What to do: Please copy the entries again, beginning at the line that has "Practice. Identify the thick" and stopping after the last of the entries. Swap "succulent" for "fleshy" and change nothing else.

Pointing dataset excerpts:
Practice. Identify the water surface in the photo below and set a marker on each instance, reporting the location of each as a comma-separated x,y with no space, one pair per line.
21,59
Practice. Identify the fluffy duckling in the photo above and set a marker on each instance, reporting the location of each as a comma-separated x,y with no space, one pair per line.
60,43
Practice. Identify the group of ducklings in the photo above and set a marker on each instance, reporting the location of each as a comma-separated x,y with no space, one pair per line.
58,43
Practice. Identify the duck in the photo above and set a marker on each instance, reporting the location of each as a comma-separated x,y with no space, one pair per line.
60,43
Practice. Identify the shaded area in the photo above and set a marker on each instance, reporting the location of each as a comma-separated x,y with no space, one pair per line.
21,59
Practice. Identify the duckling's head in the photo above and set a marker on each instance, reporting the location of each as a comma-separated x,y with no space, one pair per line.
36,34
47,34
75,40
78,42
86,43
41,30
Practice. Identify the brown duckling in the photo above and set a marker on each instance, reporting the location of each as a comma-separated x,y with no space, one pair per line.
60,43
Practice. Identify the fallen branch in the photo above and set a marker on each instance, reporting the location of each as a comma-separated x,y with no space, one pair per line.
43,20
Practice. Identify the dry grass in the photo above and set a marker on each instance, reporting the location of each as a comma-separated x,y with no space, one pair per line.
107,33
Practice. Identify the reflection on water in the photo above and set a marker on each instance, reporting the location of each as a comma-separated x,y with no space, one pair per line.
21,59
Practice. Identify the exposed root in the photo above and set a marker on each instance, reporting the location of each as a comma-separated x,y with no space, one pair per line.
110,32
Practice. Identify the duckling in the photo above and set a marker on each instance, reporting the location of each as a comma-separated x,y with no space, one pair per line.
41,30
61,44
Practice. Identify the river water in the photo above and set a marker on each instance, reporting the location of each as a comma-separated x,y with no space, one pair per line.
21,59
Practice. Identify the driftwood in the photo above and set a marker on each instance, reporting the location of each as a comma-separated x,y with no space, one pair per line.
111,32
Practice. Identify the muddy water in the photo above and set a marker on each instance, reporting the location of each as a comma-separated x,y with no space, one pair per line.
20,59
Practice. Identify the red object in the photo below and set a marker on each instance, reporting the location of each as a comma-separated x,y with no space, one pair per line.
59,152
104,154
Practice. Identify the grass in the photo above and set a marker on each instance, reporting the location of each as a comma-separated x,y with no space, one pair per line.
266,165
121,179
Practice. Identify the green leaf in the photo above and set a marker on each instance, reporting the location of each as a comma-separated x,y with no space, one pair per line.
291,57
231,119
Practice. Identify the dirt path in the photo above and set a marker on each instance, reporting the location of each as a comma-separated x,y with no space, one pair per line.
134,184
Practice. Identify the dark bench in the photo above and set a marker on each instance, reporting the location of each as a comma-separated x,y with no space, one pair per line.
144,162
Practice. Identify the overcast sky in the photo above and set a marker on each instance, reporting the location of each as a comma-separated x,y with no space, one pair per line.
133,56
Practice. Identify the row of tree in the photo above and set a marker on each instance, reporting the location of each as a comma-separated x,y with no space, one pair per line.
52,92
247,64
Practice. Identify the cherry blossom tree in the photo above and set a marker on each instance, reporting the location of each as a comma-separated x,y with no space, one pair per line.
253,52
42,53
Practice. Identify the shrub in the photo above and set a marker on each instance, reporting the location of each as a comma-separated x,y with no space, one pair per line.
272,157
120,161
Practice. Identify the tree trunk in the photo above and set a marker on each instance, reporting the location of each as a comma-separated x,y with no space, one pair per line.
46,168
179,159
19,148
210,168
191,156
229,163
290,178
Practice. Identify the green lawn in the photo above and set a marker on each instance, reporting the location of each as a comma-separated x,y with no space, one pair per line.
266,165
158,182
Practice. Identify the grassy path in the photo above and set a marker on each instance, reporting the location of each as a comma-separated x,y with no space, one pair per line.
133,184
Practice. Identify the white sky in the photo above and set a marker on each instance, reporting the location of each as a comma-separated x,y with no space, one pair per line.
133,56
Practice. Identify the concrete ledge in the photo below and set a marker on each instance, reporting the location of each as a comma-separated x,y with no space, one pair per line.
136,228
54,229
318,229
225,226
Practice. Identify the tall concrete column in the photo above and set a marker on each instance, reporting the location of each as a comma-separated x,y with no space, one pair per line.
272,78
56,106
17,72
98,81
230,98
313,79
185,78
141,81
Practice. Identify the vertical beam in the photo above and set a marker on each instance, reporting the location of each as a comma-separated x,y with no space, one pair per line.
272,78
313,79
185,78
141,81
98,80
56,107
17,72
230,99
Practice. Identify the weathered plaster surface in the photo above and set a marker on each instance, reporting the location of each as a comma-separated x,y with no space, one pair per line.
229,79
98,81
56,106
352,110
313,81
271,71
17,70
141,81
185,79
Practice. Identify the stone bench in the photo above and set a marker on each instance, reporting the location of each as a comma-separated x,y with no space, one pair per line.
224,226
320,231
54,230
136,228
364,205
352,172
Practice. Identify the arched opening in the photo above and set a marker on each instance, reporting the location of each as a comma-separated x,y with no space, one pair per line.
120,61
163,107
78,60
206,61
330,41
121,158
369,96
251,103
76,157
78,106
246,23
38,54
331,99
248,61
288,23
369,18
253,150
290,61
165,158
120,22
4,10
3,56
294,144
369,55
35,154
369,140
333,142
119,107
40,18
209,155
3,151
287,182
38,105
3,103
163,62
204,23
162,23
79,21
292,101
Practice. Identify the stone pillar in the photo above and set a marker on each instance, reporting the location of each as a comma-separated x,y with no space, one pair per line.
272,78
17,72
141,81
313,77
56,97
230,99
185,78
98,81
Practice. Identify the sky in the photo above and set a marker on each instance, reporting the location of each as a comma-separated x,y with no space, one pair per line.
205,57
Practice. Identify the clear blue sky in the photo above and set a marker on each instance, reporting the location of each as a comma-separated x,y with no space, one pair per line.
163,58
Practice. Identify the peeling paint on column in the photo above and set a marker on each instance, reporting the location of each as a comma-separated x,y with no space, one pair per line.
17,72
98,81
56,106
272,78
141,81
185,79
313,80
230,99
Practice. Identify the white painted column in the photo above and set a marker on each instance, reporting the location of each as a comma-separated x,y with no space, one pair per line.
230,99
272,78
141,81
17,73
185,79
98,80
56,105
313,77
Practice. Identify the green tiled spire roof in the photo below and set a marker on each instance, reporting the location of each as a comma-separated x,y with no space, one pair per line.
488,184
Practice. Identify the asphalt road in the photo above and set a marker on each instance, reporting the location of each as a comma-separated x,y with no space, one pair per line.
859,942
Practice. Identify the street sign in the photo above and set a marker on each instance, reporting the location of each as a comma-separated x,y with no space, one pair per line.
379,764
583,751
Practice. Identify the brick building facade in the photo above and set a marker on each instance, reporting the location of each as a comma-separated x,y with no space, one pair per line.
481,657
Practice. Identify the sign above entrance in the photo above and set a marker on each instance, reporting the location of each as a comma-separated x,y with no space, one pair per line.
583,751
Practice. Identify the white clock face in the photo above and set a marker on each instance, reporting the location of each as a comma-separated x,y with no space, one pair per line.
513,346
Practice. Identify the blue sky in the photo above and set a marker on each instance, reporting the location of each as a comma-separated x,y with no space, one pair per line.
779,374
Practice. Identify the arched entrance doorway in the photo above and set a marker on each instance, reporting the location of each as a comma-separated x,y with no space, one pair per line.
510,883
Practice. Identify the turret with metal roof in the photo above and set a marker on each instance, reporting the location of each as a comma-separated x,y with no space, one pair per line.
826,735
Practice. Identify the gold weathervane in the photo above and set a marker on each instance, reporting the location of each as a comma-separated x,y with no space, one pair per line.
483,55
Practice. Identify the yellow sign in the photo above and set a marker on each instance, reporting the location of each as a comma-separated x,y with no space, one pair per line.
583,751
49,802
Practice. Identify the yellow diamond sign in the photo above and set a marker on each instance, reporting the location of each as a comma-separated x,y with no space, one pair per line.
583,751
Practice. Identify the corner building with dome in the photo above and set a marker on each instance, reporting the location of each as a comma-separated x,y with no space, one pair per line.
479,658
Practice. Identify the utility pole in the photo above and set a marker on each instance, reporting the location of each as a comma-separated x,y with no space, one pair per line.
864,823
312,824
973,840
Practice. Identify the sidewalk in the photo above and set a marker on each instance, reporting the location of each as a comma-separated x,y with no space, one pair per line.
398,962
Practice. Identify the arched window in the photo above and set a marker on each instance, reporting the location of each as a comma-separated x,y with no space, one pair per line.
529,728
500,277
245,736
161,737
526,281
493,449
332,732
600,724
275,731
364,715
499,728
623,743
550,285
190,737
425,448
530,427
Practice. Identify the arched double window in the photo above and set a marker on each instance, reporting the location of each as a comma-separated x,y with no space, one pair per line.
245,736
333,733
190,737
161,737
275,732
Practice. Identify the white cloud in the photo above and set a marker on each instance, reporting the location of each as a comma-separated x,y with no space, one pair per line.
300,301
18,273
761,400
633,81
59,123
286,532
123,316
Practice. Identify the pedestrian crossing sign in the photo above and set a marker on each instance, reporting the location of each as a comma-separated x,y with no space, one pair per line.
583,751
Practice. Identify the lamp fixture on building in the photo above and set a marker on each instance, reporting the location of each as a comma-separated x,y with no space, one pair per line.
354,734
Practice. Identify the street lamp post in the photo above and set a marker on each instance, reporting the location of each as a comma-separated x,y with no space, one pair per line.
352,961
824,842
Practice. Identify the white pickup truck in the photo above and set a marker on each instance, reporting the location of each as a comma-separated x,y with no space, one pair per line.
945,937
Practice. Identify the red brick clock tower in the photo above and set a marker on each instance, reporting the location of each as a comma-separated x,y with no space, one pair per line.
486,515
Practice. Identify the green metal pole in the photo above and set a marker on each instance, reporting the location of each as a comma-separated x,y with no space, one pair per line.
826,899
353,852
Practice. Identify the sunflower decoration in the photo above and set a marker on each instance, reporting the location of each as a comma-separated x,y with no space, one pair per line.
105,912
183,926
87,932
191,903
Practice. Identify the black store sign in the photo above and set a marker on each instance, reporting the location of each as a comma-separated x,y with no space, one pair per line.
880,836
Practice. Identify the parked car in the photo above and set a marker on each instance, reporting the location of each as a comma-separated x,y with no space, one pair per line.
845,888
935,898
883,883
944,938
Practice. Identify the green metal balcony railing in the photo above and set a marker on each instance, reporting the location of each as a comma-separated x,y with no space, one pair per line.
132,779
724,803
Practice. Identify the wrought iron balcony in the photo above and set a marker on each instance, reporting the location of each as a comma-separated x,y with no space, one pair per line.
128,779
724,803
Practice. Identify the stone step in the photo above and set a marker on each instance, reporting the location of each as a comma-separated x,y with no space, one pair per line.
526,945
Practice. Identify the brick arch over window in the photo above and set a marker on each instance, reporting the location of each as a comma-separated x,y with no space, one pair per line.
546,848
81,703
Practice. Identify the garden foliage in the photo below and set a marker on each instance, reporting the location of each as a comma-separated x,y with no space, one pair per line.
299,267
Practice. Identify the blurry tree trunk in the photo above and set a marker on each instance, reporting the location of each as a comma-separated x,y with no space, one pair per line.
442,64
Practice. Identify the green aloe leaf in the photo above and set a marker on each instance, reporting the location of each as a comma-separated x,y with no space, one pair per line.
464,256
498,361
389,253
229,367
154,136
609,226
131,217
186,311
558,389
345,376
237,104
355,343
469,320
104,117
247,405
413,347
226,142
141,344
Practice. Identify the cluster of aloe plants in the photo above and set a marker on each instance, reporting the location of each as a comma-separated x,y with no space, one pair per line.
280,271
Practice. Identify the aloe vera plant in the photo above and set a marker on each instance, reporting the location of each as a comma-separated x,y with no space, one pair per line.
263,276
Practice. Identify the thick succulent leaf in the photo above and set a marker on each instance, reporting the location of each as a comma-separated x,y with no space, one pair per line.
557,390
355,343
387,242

Response:
Practice. Identify the thick fleshy leaf in the photo above and set a marker on each instance, reporting the location of each as a comma-separated x,y with no space, one pair per line.
557,390
355,343
387,242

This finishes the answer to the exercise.